#### [Given task]
Write the material out again exactly.

#### [Input data]
⟨

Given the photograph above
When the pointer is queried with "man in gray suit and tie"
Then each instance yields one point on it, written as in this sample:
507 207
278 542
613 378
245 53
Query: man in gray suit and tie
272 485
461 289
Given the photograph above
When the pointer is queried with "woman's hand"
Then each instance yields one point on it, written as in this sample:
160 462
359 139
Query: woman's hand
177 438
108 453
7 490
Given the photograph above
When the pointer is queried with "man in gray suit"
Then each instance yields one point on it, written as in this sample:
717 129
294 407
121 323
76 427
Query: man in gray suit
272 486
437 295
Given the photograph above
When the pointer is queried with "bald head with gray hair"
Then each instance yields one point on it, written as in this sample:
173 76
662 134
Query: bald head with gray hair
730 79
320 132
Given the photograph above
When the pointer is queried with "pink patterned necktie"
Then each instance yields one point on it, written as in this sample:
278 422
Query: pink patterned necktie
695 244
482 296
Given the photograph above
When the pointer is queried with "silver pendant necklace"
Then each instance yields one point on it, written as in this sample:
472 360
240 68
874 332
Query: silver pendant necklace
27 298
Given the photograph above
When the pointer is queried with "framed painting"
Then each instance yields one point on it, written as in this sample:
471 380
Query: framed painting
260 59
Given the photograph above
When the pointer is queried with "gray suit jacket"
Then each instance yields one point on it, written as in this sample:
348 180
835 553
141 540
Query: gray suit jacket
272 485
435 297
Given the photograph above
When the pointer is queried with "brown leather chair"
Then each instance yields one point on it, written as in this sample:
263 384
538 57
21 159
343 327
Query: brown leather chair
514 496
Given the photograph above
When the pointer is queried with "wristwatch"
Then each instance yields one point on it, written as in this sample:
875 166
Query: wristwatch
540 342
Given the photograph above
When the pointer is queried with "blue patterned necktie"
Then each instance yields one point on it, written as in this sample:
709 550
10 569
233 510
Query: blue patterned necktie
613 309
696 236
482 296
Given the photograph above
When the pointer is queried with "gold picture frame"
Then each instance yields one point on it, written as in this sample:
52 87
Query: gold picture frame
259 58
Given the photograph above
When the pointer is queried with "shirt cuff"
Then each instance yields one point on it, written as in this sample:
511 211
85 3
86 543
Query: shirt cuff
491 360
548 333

⟩

#### [Finished task]
Given the photograph above
When the pointer is queried with "man in gray suit and tie"
Then each instance yields one point on it, written as in this sample:
507 207
278 542
613 378
245 53
Query: man in gray suit and tie
272 485
461 289
Given the photograph above
When the pointer is queried with "woman's hand"
Then each instance yields one point on it, written as in this sample:
160 462
359 139
Query: woman's hand
177 438
108 453
7 490
Given the photograph above
When the pointer is queried with "man in gray suit"
Then each instance yields one point on it, written as in this sample:
717 129
294 407
121 323
76 427
Query: man in gray suit
272 486
437 295
Given the photograph above
When the pointer is queried with "bald head with gray hair"
Then each instance yields one point on it, written as in this sample:
173 76
662 134
Query: bald head with gray hair
730 79
320 132
Given the photograph above
When the pointer is queried with "pink patterned necktie"
Then each instance yields one point on it, written as in this sample:
278 422
Query: pink patterned necktie
695 244
482 296
Given the photograph above
When the pointer is queried with "silver pendant necklace"
Then each instance yields one point on it, written as in this sample:
472 360
240 68
874 332
Query: silver pendant necklace
27 298
Given the photograph above
When the pointer is queried with "framed painting"
Then each instance yields one point on it, written as in this sample:
471 380
Query: framed painting
260 59
Given the photograph above
When the pointer is queried with "gray suit jacket"
Then each instance yields one point on it, written as in this sample:
348 180
835 553
141 540
Query: gray suit jacket
272 485
435 297
Given the photograph above
When the pointer is queried with "brown leather chair"
Then each instance yields one point on it, written as in this sample:
263 384
538 57
21 159
343 327
Query: brown leather chair
514 496
Given the photograph above
When the pointer is queried with "wristwatch"
Then each instance yields one point on it, written as in this sample:
875 166
Query: wristwatch
540 342
Given the photograph above
When the pointer is queried with "blue patterned necktie"
Then each instance yields one point on it, written as in this sample:
709 550
10 569
233 510
Query: blue patterned necktie
613 309
696 236
482 296
Given the photograph above
When the pointer is queried with "gold picture frame"
Then each instance yields one point on it, written as in this sample:
52 87
Query: gold picture frame
259 58
Given the photograph above
When the pointer is queried with "shirt cuff"
Then each instance yields one point on it, written as in this sample:
511 211
85 3
86 543
Query: shirt cuff
491 360
548 333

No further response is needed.